• The task: Rewrite the records below as a numbered list, omitting blank lines. Leave the pictures out.

(Stored entries)
---
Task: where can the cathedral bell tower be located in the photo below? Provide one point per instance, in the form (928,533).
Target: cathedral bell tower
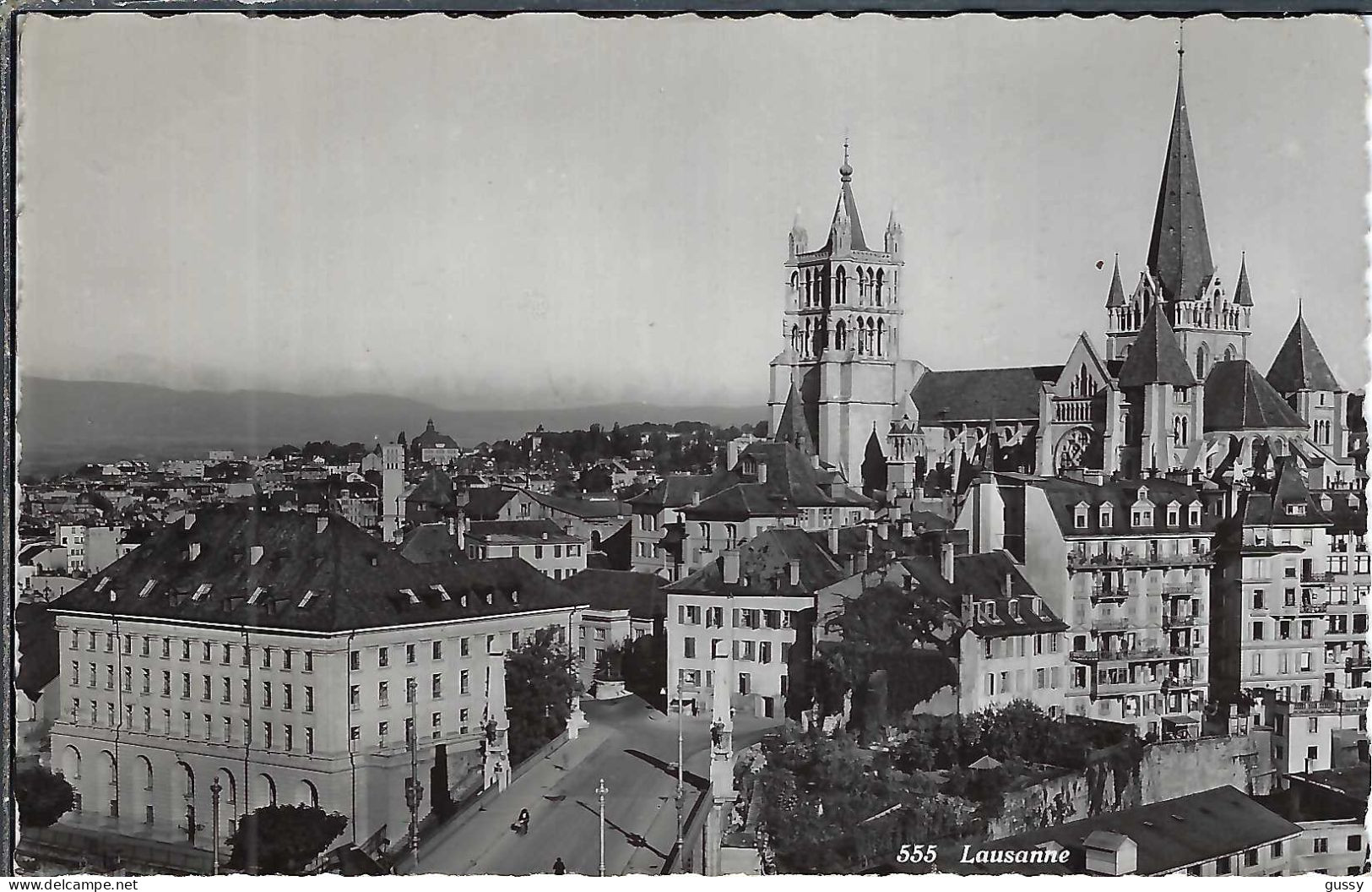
(841,334)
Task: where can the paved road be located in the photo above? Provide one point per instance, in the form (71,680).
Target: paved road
(632,748)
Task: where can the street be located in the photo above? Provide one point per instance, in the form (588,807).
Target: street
(629,744)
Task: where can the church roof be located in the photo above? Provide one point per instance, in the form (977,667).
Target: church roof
(1179,253)
(792,427)
(1242,292)
(1238,398)
(1115,296)
(1009,394)
(1299,365)
(1156,358)
(847,209)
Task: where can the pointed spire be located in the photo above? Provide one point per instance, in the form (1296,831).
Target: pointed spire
(1115,288)
(1242,294)
(1156,358)
(1179,253)
(1299,365)
(845,213)
(790,427)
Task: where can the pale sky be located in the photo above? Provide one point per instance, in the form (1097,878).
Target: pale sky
(549,210)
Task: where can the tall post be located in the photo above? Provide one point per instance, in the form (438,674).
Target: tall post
(601,791)
(415,791)
(215,788)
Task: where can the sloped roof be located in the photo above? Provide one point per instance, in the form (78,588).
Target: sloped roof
(764,567)
(1299,365)
(1179,252)
(1156,357)
(641,595)
(1236,398)
(357,581)
(1010,394)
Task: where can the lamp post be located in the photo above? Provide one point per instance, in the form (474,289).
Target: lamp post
(601,792)
(215,788)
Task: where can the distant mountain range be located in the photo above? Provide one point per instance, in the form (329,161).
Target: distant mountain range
(65,424)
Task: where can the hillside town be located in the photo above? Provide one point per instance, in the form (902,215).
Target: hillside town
(1021,619)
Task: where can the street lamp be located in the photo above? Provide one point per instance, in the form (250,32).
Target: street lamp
(601,791)
(215,788)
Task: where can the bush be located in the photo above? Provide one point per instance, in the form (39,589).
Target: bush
(43,797)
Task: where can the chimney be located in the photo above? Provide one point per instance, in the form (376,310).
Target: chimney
(730,559)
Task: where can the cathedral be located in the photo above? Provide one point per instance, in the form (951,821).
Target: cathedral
(1174,391)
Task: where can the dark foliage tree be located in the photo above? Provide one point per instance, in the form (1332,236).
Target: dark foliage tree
(283,839)
(43,797)
(540,685)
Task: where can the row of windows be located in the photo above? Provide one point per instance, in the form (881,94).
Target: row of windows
(206,727)
(383,689)
(742,617)
(187,687)
(748,650)
(272,658)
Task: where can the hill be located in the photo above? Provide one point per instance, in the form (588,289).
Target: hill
(68,423)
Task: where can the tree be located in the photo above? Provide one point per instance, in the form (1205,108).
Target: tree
(283,839)
(540,685)
(43,797)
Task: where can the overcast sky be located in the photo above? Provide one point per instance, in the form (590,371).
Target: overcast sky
(548,210)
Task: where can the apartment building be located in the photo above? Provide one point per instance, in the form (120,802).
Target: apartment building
(292,659)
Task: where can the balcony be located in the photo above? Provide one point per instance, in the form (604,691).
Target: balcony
(1077,560)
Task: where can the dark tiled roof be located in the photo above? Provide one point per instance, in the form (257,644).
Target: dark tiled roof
(764,567)
(486,503)
(1299,365)
(1179,253)
(680,489)
(357,582)
(983,394)
(984,578)
(1172,833)
(641,595)
(435,490)
(1064,497)
(431,544)
(519,533)
(1156,357)
(1236,398)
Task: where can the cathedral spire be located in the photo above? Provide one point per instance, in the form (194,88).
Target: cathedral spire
(1179,253)
(1115,296)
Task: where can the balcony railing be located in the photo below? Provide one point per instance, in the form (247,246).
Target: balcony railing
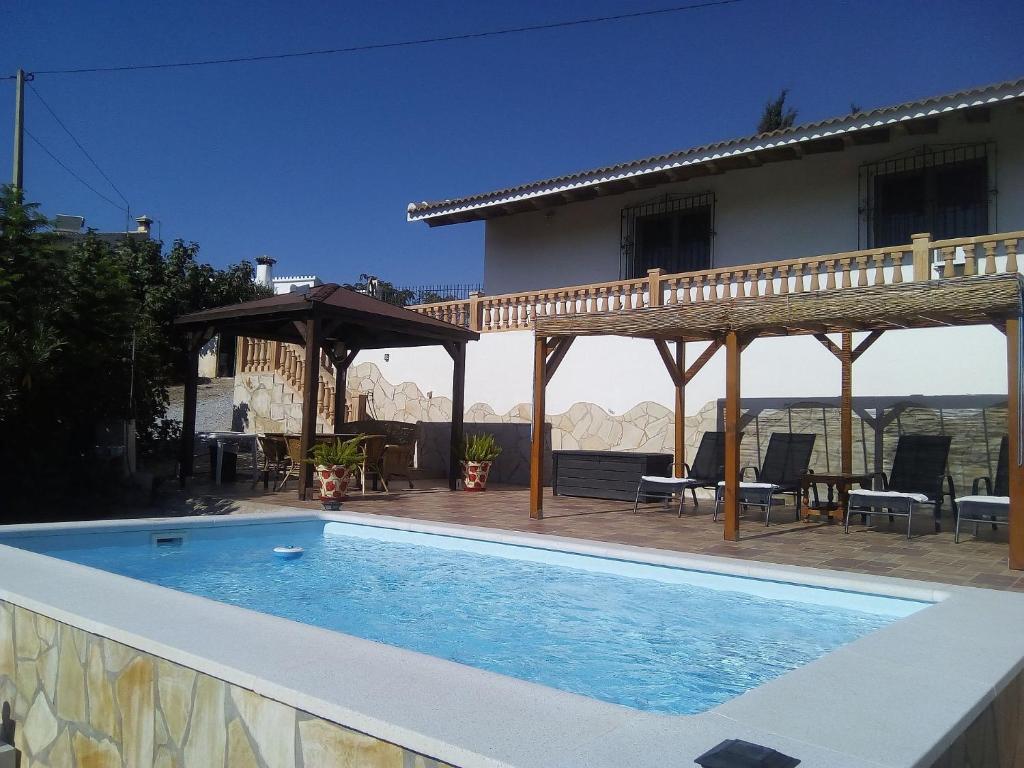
(921,260)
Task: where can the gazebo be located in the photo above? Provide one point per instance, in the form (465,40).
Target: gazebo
(735,323)
(338,322)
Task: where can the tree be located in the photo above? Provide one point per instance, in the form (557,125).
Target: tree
(87,335)
(381,289)
(776,115)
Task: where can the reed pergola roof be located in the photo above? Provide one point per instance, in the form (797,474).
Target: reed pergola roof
(956,301)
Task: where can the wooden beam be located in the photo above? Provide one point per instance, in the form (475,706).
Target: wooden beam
(679,442)
(732,432)
(846,404)
(1014,429)
(702,360)
(865,344)
(829,345)
(458,413)
(670,363)
(310,380)
(537,434)
(555,359)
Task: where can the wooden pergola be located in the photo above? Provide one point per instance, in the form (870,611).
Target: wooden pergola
(734,323)
(339,322)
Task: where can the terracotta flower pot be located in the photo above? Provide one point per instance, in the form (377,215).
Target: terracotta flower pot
(474,475)
(333,481)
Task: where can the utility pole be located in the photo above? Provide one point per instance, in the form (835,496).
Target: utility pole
(17,176)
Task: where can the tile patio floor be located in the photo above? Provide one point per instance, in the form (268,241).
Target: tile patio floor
(884,550)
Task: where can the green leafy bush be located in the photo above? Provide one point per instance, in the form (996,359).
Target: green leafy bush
(480,448)
(346,454)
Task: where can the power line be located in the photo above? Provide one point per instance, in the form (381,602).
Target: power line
(81,180)
(399,43)
(79,145)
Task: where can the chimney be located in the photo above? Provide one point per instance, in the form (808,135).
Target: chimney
(264,270)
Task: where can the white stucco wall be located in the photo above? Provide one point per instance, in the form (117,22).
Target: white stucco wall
(616,374)
(782,210)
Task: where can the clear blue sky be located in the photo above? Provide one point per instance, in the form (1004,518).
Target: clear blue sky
(313,161)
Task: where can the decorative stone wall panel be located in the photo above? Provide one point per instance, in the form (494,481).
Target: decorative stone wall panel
(80,700)
(647,426)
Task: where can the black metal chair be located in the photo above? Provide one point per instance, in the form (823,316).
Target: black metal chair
(918,475)
(992,506)
(785,462)
(707,470)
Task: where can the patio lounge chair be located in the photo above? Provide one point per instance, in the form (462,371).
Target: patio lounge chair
(273,454)
(992,506)
(785,463)
(707,470)
(919,471)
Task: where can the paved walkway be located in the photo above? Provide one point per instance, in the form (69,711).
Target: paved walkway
(883,550)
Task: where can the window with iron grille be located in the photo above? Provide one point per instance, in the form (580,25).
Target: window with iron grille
(673,231)
(947,190)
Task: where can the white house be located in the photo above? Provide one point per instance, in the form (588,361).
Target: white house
(950,166)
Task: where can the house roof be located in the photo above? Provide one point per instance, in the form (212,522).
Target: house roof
(357,321)
(825,135)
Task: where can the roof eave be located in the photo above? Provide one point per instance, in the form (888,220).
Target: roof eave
(470,209)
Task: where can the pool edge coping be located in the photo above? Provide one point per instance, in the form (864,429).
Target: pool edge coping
(980,691)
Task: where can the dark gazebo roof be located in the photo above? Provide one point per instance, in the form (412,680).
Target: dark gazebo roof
(359,321)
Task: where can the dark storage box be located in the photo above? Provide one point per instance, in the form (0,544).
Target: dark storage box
(605,474)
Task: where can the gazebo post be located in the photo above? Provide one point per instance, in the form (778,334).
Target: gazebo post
(340,385)
(537,435)
(680,426)
(1013,329)
(732,430)
(310,380)
(458,352)
(846,404)
(186,460)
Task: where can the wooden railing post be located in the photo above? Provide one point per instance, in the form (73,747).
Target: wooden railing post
(922,256)
(654,287)
(475,311)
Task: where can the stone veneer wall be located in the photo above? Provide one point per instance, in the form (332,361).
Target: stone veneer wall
(75,699)
(647,426)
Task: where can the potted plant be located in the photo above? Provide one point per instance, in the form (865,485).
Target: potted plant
(478,452)
(334,463)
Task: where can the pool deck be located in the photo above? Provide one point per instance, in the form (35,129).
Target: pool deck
(880,551)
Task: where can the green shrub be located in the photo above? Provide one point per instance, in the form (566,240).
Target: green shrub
---
• Response for this exercise:
1. Task: where can the cathedral bell tower be located in the photo below? Provide one point per instance, in the form (928,533).
2. Target: cathedral bell tower
3. (841,334)
4. Task: where can the paved road be located in the photo above? Provide one point per instance, in the form (71,680).
5. Target: paved road
6. (632,748)
7. Task: where can the street be located in the photo above? Provide one point per instance, in the form (588,807).
8. Target: street
9. (629,744)
10. Task: where can the church roof be located in the photo above? Provide one point per instance, in the form (977,667).
11. Target: church roof
12. (1179,253)
13. (792,427)
14. (1242,292)
15. (1238,398)
16. (1115,296)
17. (1009,394)
18. (1299,365)
19. (1156,358)
20. (847,209)
21. Task: where can the pointed spire be located in the photo above? Provide one point per instance, in the form (1296,831).
22. Target: pointed spire
23. (1115,288)
24. (1242,294)
25. (1156,358)
26. (1179,253)
27. (1299,365)
28. (845,213)
29. (790,427)
30. Task: where can the pale sky be located in the photo above? Provide one point per instance, in the form (1097,878).
31. Target: pale sky
32. (549,210)
33. Task: where can the tall post be located in the photo above? Provide one point per instance, in the form (438,674).
34. Target: tall post
35. (601,791)
36. (415,791)
37. (215,788)
38. Task: where can the sloped roof be located in the photo above? Provide one point per instance, in the form (78,588).
39. Target: sloped roof
40. (764,567)
41. (1299,365)
42. (1179,252)
43. (1156,357)
44. (641,595)
45. (1236,398)
46. (357,581)
47. (1010,394)
48. Task: where can the lamp post be located in the photo above? Provide one point per instance, in the form (474,289).
49. Target: lamp post
50. (601,792)
51. (215,788)
52. Task: where can the distant mountain range be located in the photo above? Provide one point per instance, in the form (329,161).
53. Target: distant mountain range
54. (65,424)
55. Task: where can the hillside town be located in the photo above? Provide one point per instance, in the form (902,215).
56. Target: hillside town
57. (1021,619)
58. Task: where can the street lamp be located in the photo above? Provide one point per instance, in the form (250,32).
59. Target: street lamp
60. (601,791)
61. (215,788)
62. Task: where can the bush be located in the photo above? Provide one point per instance, in the form (39,589).
63. Target: bush
64. (43,797)
65. Task: where can the chimney be located in the photo above? Provide one point per instance, in the form (376,310).
66. Target: chimney
67. (730,559)
68. Task: where can the cathedral be located in the photo above? Provide one point per instance, in the form (951,821).
69. Target: cathedral
70. (1174,391)
71. Task: where can the dark foliage tree be located in the photo above? Provide one point per instance, in the form (1332,236).
72. Target: dark foliage tree
73. (283,839)
74. (43,797)
75. (540,685)
76. Task: where can the row of windows be located in the photo above? Provide one point per instance, in the form (881,94).
77. Target: row of windows
78. (206,727)
79. (383,689)
80. (742,617)
81. (187,687)
82. (748,650)
83. (272,658)
84. Task: where can the hill be located in the photo above? Provide one point per instance, in the form (588,289).
85. Target: hill
86. (68,423)
87. Task: where can the tree be located in the photo above? Provide one point per instance, in the form (1205,108).
88. Target: tree
89. (283,839)
90. (540,685)
91. (43,797)
92. Task: where can the overcast sky be located in the photo above? Provide one point per instance, in the form (590,371).
93. Target: overcast sky
94. (548,210)
95. Task: where can the apartment building be located in the photo above? Provide one point per instance, in the form (120,802).
96. Target: apartment building
97. (292,659)
98. Task: where can the balcony be located in the photo above? Provide one point per instance, in the form (604,691).
99. Target: balcony
100. (1077,560)
101. Task: where can the dark tiled roof be located in the photo above? Provide one point per instance, in the form (257,644).
102. Target: dark tiled roof
103. (764,567)
104. (486,503)
105. (1299,365)
106. (1179,253)
107. (680,489)
108. (357,582)
109. (983,394)
110. (984,578)
111. (1172,833)
112. (641,595)
113. (435,490)
114. (1064,497)
115. (431,544)
116. (519,533)
117. (1156,357)
118. (1236,398)
119. Task: where can the cathedral spire be located in the photo above? Provide one point per instance, in the form (194,88).
120. Target: cathedral spire
121. (1179,253)
122. (1115,296)
123. Task: where can the balcony railing be located in the photo below? Provide one point per instance, in the form (247,246).
124. Target: balcony railing
125. (921,260)
126. Task: where can the gazebo be located in the photo above? Provide one point per instance, in the form (465,40).
127. Target: gazebo
128. (735,323)
129. (338,322)
130. Task: where can the tree be located in the photo above? Provide one point per instance, in the form (557,125).
131. Target: tree
132. (87,335)
133. (381,289)
134. (776,115)
135. Task: where can the reed pergola roof be located in the photo above? Provide one point per instance, in the form (797,474).
136. Target: reed pergola roof
137. (956,301)
138. Task: where can the wooden beam be located in the photo above? Provide one point per instance, in the form (475,706).
139. Target: wooden beam
140. (679,442)
141. (732,432)
142. (846,404)
143. (1014,429)
144. (702,360)
145. (865,344)
146. (829,345)
147. (458,413)
148. (670,363)
149. (310,380)
150. (537,434)
151. (555,359)
152. Task: where can the wooden pergola be located in the photo above? Provide one point per instance, in the form (870,611).
153. Target: wooden pergola
154. (734,323)
155. (339,322)
156. Task: where can the terracotta flower pot be located in the photo above? Provide one point per instance, in the form (377,215).
157. Target: terracotta flower pot
158. (474,475)
159. (333,481)
160. Task: where can the utility pole be located in the photo above? Provide one point per instance, in the form (835,496).
161. Target: utility pole
162. (17,176)
163. Task: where can the tile patio floor be located in the photo above? Provide one point per instance, in the form (268,241).
164. Target: tile patio floor
165. (884,550)
166. Task: where can the green leafy bush be located in the photo above? Provide one point per instance, in the form (996,359).
167. Target: green leafy bush
168. (480,448)
169. (346,454)
170. Task: where can the power line be located in the photo above? Provide one point per instance, in the form (381,602).
171. Target: power line
172. (81,180)
173. (399,43)
174. (79,145)
175. Task: where can the chimney be located in the photo above? Provide one point per instance, in the form (808,135).
176. Target: chimney
177. (264,270)
178. Task: where can the white stucco wall be located in the photo above? Provide one point per instance, in the form (117,22).
179. Target: white stucco wall
180. (616,374)
181. (782,210)
182. Task: where can the clear blue sky be located in the photo above? Provide one point per instance, in the form (1004,518).
183. Target: clear blue sky
184. (313,161)
185. Task: where can the decorative stone wall panel be located in the photo above? Provide one point per instance, in the form (494,481).
186. Target: decorative stone wall panel
187. (80,700)
188. (647,426)
189. Task: where can the black metal chair be located in the photo above? Provide one point per instance, in the form (823,316).
190. Target: black metal chair
191. (918,475)
192. (992,506)
193. (785,462)
194. (707,470)
195. Task: where can the patio lounge chair be located in the photo above? Provide one point per instance, in the form (462,371).
196. Target: patio lounge chair
197. (273,454)
198. (992,506)
199. (785,463)
200. (707,470)
201. (919,471)
202. Task: where can the paved walkway be located in the photo above? Provide one point per instance, in the form (69,711).
203. Target: paved walkway
204. (883,550)
205. Task: where can the window with iron grille be located in the photo above? Provide one point per instance, in the form (580,25).
206. Target: window with iron grille
207. (673,231)
208. (947,190)
209. Task: where can the white house be located in the photo above? Provide one point per instance, in the form (588,361).
210. Target: white house
211. (950,166)
212. Task: where can the house roof be located in the photo above? Provide one point per instance, in the form (212,522).
213. Target: house roof
214. (357,321)
215. (825,135)
216. Task: where can the roof eave be located in the photo above? Provide one point per instance, in the form (888,220).
217. Target: roof eave
218. (470,209)
219. Task: where can the pool edge coping be located in the photo above? Provide one point per instance, in the form (864,429).
220. Target: pool edge coping
221. (980,691)
222. Task: where can the dark gazebo roof be located in the photo above? Provide one point per instance, in the form (412,680).
223. Target: dark gazebo roof
224. (359,321)
225. Task: where can the dark storage box be located in the photo above? Provide one point per instance, in the form (0,544).
226. Target: dark storage box
227. (605,474)
228. Task: where can the gazebo post be located in the photo above? Provide one point per instance, in the form (778,334).
229. Target: gazebo post
230. (340,385)
231. (537,435)
232. (680,426)
233. (1013,329)
234. (732,430)
235. (310,380)
236. (458,352)
237. (846,404)
238. (186,460)
239. Task: where can the wooden railing post be located in the photo above? Provide one point per instance, in the form (73,747).
240. Target: wooden railing post
241. (922,256)
242. (654,287)
243. (475,311)
244. Task: where can the stone veneer wall be located in the photo above? Provide one point per instance, in the form (332,361).
245. Target: stone veneer wall
246. (75,699)
247. (647,426)
248. Task: where can the potted plant be located in the photo above? Provide one point per instance, in the form (865,485).
249. Target: potted plant
250. (478,452)
251. (334,463)
252. Task: where can the pool deck be located in the photo above? Provide one point per instance, in the form (35,129).
253. Target: pool deck
254. (880,551)
255. Task: where can the green shrub be located in the photo above? Provide one point per instance, in the form (566,240).
256. Target: green shrub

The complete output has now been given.